→ **Excerpted records**:
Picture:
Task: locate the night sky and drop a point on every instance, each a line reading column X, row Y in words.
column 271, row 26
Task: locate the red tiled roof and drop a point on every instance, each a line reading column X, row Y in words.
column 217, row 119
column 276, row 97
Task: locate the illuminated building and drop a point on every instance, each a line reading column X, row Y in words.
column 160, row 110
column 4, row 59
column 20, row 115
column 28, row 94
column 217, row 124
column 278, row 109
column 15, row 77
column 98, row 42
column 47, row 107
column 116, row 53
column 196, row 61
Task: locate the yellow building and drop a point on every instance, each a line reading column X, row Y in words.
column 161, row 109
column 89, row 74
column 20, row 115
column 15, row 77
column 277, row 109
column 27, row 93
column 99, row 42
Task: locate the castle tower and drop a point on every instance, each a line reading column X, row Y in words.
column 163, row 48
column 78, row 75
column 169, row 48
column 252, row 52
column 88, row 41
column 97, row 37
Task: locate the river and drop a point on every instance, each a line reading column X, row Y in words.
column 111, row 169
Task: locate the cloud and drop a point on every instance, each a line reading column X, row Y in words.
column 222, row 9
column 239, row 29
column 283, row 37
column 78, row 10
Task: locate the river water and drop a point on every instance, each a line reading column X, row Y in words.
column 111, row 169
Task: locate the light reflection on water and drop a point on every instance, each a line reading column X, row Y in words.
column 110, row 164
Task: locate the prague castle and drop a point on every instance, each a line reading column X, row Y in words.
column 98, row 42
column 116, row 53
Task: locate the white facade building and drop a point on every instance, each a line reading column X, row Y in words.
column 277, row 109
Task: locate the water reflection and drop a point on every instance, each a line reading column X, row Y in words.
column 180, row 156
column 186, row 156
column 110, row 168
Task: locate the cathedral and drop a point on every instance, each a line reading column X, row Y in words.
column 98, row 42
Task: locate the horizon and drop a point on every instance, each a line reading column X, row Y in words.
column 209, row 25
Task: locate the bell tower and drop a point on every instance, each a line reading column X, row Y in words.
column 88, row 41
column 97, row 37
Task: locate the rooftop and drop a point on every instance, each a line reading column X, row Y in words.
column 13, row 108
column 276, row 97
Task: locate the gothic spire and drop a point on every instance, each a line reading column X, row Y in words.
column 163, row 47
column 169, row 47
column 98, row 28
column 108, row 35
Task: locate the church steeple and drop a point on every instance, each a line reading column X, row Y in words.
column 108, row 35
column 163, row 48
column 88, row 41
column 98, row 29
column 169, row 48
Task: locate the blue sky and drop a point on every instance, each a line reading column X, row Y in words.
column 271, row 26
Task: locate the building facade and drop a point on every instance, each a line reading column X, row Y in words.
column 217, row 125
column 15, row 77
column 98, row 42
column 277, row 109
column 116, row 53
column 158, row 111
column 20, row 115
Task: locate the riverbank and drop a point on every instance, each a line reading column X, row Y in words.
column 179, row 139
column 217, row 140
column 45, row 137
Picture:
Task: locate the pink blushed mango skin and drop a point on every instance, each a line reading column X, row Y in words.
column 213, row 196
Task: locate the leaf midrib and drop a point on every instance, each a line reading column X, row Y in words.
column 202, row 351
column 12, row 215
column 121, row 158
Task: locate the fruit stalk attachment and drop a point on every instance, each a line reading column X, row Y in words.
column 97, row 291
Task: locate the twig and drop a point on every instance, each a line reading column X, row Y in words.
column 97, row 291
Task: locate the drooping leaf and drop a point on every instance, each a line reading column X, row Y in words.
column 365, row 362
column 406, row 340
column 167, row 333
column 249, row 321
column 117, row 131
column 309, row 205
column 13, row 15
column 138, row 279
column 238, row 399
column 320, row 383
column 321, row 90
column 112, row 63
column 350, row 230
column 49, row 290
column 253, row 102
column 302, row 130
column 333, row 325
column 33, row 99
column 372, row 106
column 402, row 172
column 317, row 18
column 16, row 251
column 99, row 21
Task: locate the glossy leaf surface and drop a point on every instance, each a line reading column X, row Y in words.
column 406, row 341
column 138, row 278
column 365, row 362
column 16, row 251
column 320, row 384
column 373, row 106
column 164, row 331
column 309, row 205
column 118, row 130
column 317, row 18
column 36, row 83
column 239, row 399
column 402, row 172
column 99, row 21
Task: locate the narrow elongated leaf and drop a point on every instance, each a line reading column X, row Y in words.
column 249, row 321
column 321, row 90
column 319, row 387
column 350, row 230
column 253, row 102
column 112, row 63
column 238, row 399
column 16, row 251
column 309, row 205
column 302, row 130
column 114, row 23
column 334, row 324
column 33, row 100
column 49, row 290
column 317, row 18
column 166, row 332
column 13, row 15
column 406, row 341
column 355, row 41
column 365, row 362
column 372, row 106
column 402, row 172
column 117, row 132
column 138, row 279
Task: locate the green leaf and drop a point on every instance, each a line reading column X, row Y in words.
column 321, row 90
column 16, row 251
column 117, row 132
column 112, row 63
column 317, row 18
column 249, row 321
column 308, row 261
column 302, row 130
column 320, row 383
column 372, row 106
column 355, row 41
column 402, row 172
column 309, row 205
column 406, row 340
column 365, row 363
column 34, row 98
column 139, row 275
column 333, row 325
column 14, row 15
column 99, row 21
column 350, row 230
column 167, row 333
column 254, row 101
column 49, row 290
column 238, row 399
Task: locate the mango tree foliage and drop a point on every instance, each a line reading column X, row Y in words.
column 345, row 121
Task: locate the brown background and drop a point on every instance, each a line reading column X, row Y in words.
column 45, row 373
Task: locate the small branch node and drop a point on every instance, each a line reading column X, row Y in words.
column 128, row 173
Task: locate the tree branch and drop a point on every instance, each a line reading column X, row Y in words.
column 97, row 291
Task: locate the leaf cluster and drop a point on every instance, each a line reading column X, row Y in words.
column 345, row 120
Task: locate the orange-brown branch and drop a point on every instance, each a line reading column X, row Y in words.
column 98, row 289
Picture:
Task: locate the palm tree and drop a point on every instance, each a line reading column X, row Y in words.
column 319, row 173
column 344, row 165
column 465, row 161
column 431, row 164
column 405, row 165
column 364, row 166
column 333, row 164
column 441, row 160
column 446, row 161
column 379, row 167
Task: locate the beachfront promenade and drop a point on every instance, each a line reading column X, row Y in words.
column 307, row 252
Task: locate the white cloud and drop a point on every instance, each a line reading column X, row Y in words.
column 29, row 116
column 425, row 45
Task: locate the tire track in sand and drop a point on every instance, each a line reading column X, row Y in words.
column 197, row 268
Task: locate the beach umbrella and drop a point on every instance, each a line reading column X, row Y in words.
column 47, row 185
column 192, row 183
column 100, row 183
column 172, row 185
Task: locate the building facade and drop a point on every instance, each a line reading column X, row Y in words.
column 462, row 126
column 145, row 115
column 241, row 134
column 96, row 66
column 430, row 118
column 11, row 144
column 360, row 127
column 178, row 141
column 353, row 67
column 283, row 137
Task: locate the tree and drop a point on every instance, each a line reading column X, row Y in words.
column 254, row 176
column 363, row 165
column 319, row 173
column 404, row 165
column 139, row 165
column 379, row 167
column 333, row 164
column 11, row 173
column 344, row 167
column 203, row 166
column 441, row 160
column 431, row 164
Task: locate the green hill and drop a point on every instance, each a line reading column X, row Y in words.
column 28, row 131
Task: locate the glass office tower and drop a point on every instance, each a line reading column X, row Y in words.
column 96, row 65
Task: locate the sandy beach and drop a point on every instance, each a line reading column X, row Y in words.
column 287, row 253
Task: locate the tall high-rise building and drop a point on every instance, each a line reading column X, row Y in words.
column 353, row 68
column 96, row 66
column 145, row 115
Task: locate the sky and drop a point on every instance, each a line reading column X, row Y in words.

→ **Task statement**:
Repeat all the data, every line exactly.

→ **Task output**:
Picture:
Task: locate the night sky and drop a point on every instance, each a line reading column X, row Y in words.
column 271, row 26
Task: locate the red tiled roof and drop a point on every instance, each a line reading column X, row Y in words.
column 217, row 119
column 276, row 97
Task: locate the illuminated building and drop a point on every instance, each a line reading column X, row Y in words.
column 160, row 110
column 4, row 59
column 20, row 115
column 28, row 94
column 217, row 124
column 278, row 109
column 15, row 77
column 98, row 42
column 47, row 107
column 116, row 53
column 196, row 61
Task: locate the yellow building and drop a point on every instance, each a line reading column X, row Y in words.
column 161, row 109
column 89, row 74
column 20, row 115
column 15, row 77
column 277, row 109
column 27, row 93
column 99, row 42
Task: locate the castle tower and drop a point on every instance, each a line reading column X, row Y in words.
column 163, row 48
column 78, row 75
column 169, row 48
column 252, row 52
column 88, row 41
column 97, row 37
Task: locate the river and drop a point on every instance, each a line reading column X, row Y in words.
column 111, row 169
Task: locate the cloud and drop a point on every instance, each a line reading column X, row Y in words.
column 222, row 9
column 239, row 29
column 283, row 37
column 78, row 10
Task: locate the river water and drop a point on every instance, each a line reading column X, row Y in words.
column 111, row 169
Task: locate the light reflection on water and drop a point on every instance, each a line reading column X, row Y in words.
column 110, row 164
Task: locate the prague castle and drop a point on every instance, each a line reading column X, row Y in words.
column 98, row 42
column 116, row 53
Task: locate the white facade building and drop a point on every instance, each a line reading column X, row Y in words.
column 277, row 109
Task: locate the water reflection and drop a point on every instance, each a line reading column X, row Y in words.
column 180, row 156
column 186, row 156
column 110, row 168
Task: locate the cathedral and drop a point on every instance, each a line reading column X, row Y in words.
column 98, row 42
Task: locate the horizon and drop a point on every instance, each a line reading column X, row Y in words.
column 209, row 25
Task: locate the bell tower and drop a point on every instance, each a line reading column X, row Y in words.
column 88, row 41
column 97, row 37
Task: locate the rooftop and drop a point on every instance, each a line reading column X, row Y in words.
column 13, row 108
column 276, row 97
Task: locate the gothic spire and drop a point on every instance, each a line reading column X, row Y in words.
column 163, row 47
column 169, row 47
column 98, row 28
column 108, row 35
Task: locate the church steeple and drop a point on every instance, each a line reading column X, row Y in words.
column 108, row 35
column 163, row 48
column 88, row 41
column 98, row 29
column 169, row 48
Task: locate the blue sky and drop a point on every instance, each a line reading column X, row Y in words.
column 271, row 26
Task: locate the building facade and drop a point on every instance, each a line reading column X, row Y in words.
column 217, row 125
column 15, row 77
column 98, row 42
column 277, row 109
column 116, row 53
column 158, row 111
column 20, row 115
Task: locate the riverbank and drop a point on every instance, each a line reading column X, row Y in words.
column 179, row 139
column 217, row 140
column 45, row 137
Picture:
Task: locate the pink blushed mango skin and drop a point on every instance, each a line reading column X, row Y in words.
column 213, row 196
Task: locate the leaf midrib and drop a point on every instance, each a line reading column X, row Y in words.
column 202, row 351
column 12, row 215
column 121, row 158
Task: locate the fruit stalk attachment and drop a point on every instance, each a line reading column X, row Y in words.
column 97, row 291
Task: locate the twig and drop a point on every instance, each a line reading column X, row Y in words.
column 97, row 291
Task: locate the drooping leaf and drop a point on every instance, each a line reading column X, row Y in words.
column 365, row 362
column 406, row 340
column 167, row 333
column 249, row 321
column 117, row 131
column 309, row 205
column 13, row 15
column 138, row 279
column 238, row 399
column 320, row 383
column 321, row 90
column 112, row 63
column 350, row 230
column 49, row 290
column 253, row 102
column 302, row 130
column 333, row 325
column 33, row 99
column 372, row 106
column 402, row 172
column 317, row 18
column 16, row 251
column 99, row 21
Task: locate the glossy leaf surface and drop a point on every instance, each a line reading column X, row Y in words.
column 406, row 341
column 138, row 278
column 365, row 362
column 16, row 251
column 320, row 384
column 373, row 106
column 164, row 331
column 309, row 205
column 118, row 130
column 317, row 18
column 36, row 83
column 239, row 399
column 402, row 172
column 99, row 21
Task: locate the narrow elongated leaf and drop a point on every instance, each a line reading column X, row Y in words.
column 249, row 321
column 321, row 90
column 319, row 387
column 350, row 230
column 253, row 102
column 112, row 63
column 238, row 399
column 16, row 251
column 309, row 205
column 302, row 130
column 114, row 23
column 334, row 324
column 33, row 100
column 49, row 290
column 317, row 18
column 166, row 332
column 13, row 15
column 406, row 341
column 355, row 41
column 365, row 362
column 372, row 106
column 402, row 172
column 117, row 132
column 138, row 279
Task: locate the green leaf and drop a point on every instance, each a line reading column X, row Y in words.
column 321, row 90
column 16, row 251
column 117, row 132
column 112, row 63
column 317, row 18
column 249, row 321
column 308, row 261
column 302, row 130
column 320, row 383
column 372, row 106
column 355, row 41
column 402, row 172
column 309, row 205
column 406, row 340
column 365, row 363
column 34, row 98
column 139, row 275
column 333, row 325
column 14, row 15
column 99, row 21
column 350, row 230
column 167, row 333
column 254, row 101
column 49, row 290
column 238, row 399
Task: locate the mango tree foliage and drop a point on every instance, each a line reading column X, row Y in words.
column 345, row 121
Task: locate the brown background and drop a point on every instance, each a line reading column X, row Y in words.
column 45, row 373
Task: locate the small branch node and drop a point on every instance, each a line reading column X, row Y in words.
column 128, row 173
Task: locate the tree branch and drop a point on every instance, each a line reading column X, row Y in words.
column 97, row 291
Task: locate the leaf cluster and drop a point on every instance, each a line reading column X, row Y in words.
column 345, row 120
Task: locate the orange-brown branch and drop a point on every instance, each a line reading column X, row Y in words.
column 98, row 289
Picture:
Task: locate the palm tree and drop a point on every instance, each a line reading column X, row Y in words.
column 319, row 173
column 344, row 165
column 465, row 161
column 431, row 164
column 405, row 165
column 364, row 166
column 333, row 164
column 441, row 160
column 446, row 161
column 379, row 167
Task: locate the beachfront promenade and drop a point on every instance, each a line reading column X, row Y in words.
column 307, row 252
Task: locate the white cloud and drop a point on every instance, each a line reading column X, row Y in words.
column 29, row 116
column 425, row 45
Task: locate the tire track in sand and drop a point on every instance, each a line reading column X, row Y in words.
column 197, row 268
Task: locate the beach umbrella and drop a point on every instance, each a line reading column X, row Y in words.
column 47, row 185
column 192, row 183
column 100, row 183
column 172, row 185
Task: locate the building facade and drop a point on every instance, each a line reading column X, row Y in words.
column 462, row 126
column 145, row 115
column 241, row 134
column 96, row 66
column 430, row 118
column 11, row 144
column 360, row 127
column 178, row 141
column 353, row 67
column 283, row 137
Task: locate the tree and drop a point on every instance, each a line reading column X, row Y in words.
column 254, row 176
column 363, row 165
column 319, row 173
column 404, row 165
column 139, row 165
column 379, row 167
column 333, row 164
column 11, row 173
column 344, row 167
column 203, row 166
column 441, row 160
column 431, row 164
Task: locate the green hill and drop a point on every instance, each a line reading column X, row Y in words.
column 28, row 131
Task: locate the glass office tower and drop a point on every instance, each a line reading column X, row Y in words.
column 96, row 65
Task: locate the sandy beach and drop a point on every instance, each a line reading column X, row Y in words.
column 287, row 253
Task: locate the tall high-rise building and drop a point on every instance, each a line reading column X, row Y in words.
column 353, row 68
column 96, row 66
column 145, row 115
Task: locate the sky and drop a point on every instance, each a line reading column X, row Y in words.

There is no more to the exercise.